Reproduce the material below verbatim, leaving out the pictures.
════════════════════
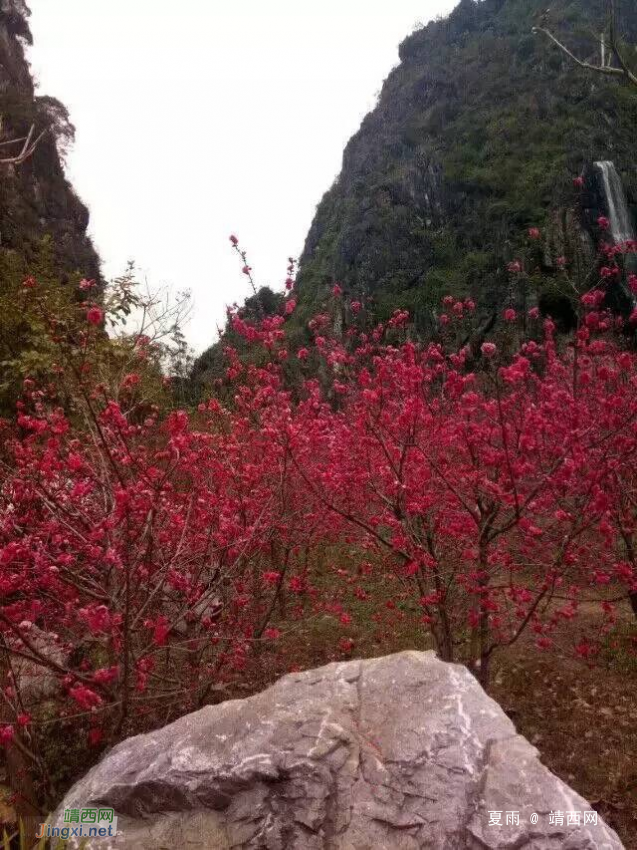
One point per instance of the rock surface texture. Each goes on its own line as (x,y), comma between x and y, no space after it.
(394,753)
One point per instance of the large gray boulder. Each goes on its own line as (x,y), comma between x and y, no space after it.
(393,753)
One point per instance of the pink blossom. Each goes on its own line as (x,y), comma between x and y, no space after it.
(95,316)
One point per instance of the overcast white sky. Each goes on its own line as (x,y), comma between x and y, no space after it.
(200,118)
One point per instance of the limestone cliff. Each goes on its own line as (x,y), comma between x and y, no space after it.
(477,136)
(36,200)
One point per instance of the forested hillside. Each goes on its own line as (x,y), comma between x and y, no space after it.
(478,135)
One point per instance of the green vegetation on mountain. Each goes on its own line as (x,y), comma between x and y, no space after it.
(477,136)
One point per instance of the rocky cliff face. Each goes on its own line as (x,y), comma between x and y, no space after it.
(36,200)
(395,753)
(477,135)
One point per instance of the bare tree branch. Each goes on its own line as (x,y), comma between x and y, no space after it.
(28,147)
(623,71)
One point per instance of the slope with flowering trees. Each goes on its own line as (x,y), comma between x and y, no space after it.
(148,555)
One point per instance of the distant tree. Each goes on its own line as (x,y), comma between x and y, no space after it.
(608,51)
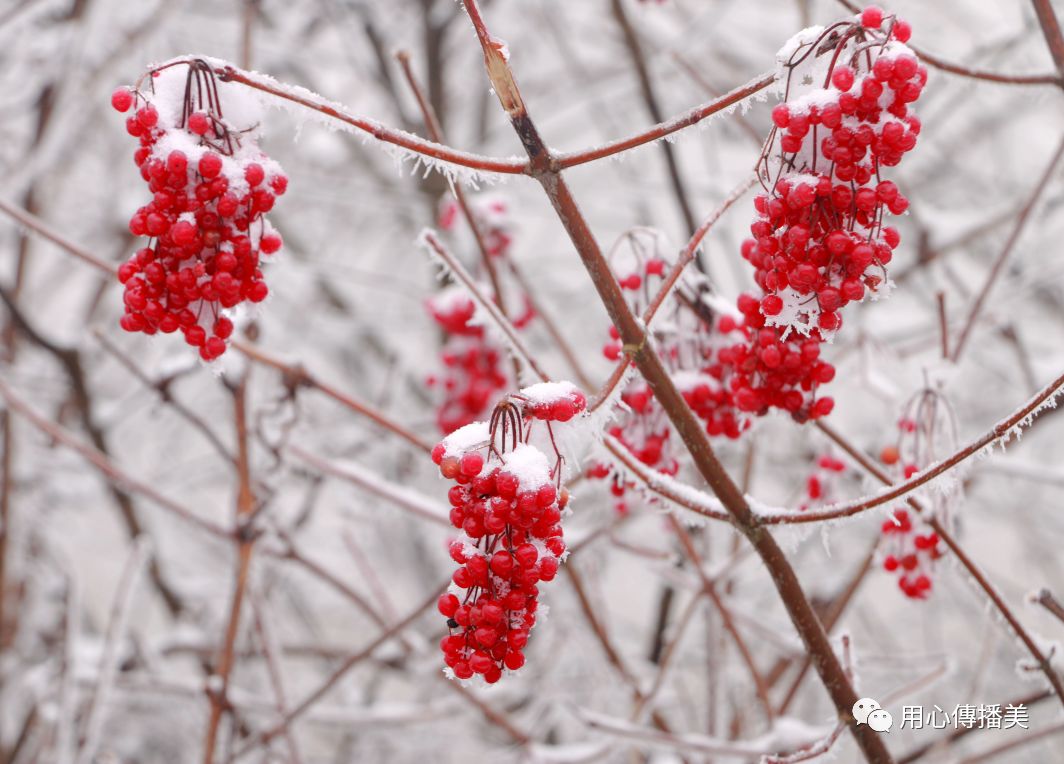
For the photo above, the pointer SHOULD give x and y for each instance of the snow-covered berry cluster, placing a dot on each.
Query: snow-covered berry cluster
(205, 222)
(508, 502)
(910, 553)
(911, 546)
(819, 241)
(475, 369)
════════════════════
* FINISHED EXERCISE
One point per instance of the rock surface texture. Each goes on its own line as (x,y), comma between x and y, no space after it.
(394,753)
One point per instance of the large gray boulder. Each goes on its own line as (x,y), comma between x and y, no space after it.
(393,753)
One point per instance of the pink blossom. Each goes on its own line as (x,y), comma between x and y, no space after it.
(95,316)
One point per instance of the overcast white sky. Each goes on its own line as (x,y), comma between x and y, no space after it.
(200,118)
One point per instance of the limestone cliff. Each goes on its own line as (x,y), comma between x and y, no space after it.
(477,136)
(36,200)
One point per instance of the forested hillside. Each goes on its own line as (x,y), comma between x and y, no space after it.
(478,135)
One point per instance of the green vegetation on mountain. Each goes on its own line as (x,y), comma between x and y, no space after it.
(477,136)
One point per instance of the rocky cliff face. Each goes on its own line as (x,y), comma between x and y, no space after it.
(36,200)
(395,753)
(477,135)
One point per instance of the bare tree branch. Each goes on its own line as (x,y), comma between x and y, no space after it.
(28,147)
(623,71)
One point per instance of the slope with flowering trees. Each goes on its own line as (x,y), comma between x and y, no space after it.
(148,555)
One point per instance of the distant tree. Each goes on its own line as (x,y), comma between x and y, no space after it.
(608,51)
For the photo above, the pointer SHOULD give x and y for each instance of the snow-covered berry cluster, placing a dot on each.
Query: snow-covered berry cluster
(205, 222)
(508, 502)
(910, 553)
(911, 546)
(819, 241)
(475, 369)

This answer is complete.